**Set exercise:**
Please rescale the rows below, from the line with "Provide one point per instance of the low-rise" to the line with "x=451 y=246", both ends included. Write out every line in that span with the requests left unchanged, and multiply each x and y coordinate in the answers by 2.3, rounding to whole numbers with halves rounded up.
** BEGIN **
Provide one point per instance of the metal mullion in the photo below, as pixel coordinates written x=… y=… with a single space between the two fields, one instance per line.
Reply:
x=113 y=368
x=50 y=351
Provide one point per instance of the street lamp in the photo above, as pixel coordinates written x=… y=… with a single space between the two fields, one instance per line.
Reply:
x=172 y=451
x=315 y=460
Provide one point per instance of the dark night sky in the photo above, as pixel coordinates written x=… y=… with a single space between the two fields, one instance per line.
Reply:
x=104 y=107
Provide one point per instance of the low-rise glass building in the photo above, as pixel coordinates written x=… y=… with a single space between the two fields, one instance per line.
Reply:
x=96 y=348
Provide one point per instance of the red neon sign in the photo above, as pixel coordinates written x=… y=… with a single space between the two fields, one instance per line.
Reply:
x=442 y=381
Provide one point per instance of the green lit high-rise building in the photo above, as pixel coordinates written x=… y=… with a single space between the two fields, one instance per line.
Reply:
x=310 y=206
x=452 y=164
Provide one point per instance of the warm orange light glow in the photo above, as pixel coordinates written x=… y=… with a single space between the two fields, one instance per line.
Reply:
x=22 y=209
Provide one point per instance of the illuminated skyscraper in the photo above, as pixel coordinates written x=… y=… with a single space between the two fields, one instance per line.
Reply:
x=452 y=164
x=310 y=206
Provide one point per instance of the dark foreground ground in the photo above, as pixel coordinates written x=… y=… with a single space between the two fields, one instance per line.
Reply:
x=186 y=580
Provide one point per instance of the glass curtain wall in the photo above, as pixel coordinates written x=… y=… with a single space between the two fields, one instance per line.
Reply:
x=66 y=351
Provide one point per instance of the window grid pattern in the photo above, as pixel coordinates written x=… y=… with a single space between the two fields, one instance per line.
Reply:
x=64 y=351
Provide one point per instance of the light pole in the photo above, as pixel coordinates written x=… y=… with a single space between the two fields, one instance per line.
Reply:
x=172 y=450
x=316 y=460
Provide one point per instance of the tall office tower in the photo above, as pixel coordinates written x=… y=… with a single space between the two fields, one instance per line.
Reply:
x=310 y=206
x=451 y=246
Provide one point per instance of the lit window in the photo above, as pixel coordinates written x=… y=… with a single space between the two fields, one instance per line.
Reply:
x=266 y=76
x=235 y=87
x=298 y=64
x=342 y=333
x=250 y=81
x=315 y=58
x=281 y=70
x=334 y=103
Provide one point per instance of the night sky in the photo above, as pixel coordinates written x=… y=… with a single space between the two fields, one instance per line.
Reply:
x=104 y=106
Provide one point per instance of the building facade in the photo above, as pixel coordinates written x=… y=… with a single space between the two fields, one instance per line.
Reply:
** END **
**Response to this task:**
Provide one point per instance of the low-rise glass building in the photo above, as pixel coordinates written x=… y=… with a single space between the two fields, one instance per line.
Reply:
x=221 y=800
Provide one point per instance of the red neon sign in the photo above, as pixel coordinates written x=… y=… with a single space between the two fields, one instance per line.
Reply:
x=1017 y=876
Provide one point per instance of the green lit high-rise building in the photo above, as pixel coordinates written x=… y=… with a single space between the two fields, one instance per line.
Reply:
x=713 y=474
x=1040 y=377
Provide one point per instance of the warm orange light glow in the photo above, as pixel coordinates written x=… y=… with a single space between the two fields, one instance per line.
Reply:
x=51 y=481
Provide one point per instance of the illuminated skyscraper in the photo above, as pixel coordinates written x=… y=… with a single space between the two fields, one instance per line.
Reply:
x=1040 y=377
x=713 y=474
Provide one point per instance of the dark foreground ground in the photo above, as pixel coordinates written x=… y=… with a single space between the two fields, one instance per line.
Reply:
x=428 y=1334
Provide one point per instance of the glass curtain wall in the photo above, as pixel coordinates written x=… y=… with a single space between the two fields, one instance per line.
Reply:
x=152 y=807
Provide one point per instance of the window grid pattern in the photo above, as pixel coordinates written x=… y=… with a single space between the two fields, one instance per line.
Reply:
x=147 y=807
Provide one point per instance of the light pole in the photo above, as pixel coordinates written x=… y=… with a single space between the two fields, one instance per line.
Reply:
x=396 y=1035
x=727 y=1058
Provide one point per instance of the tall office tower in the photo above, as pixel coordinates written x=… y=… with a single space between the two fields, one instance per line.
Reply:
x=713 y=474
x=1037 y=566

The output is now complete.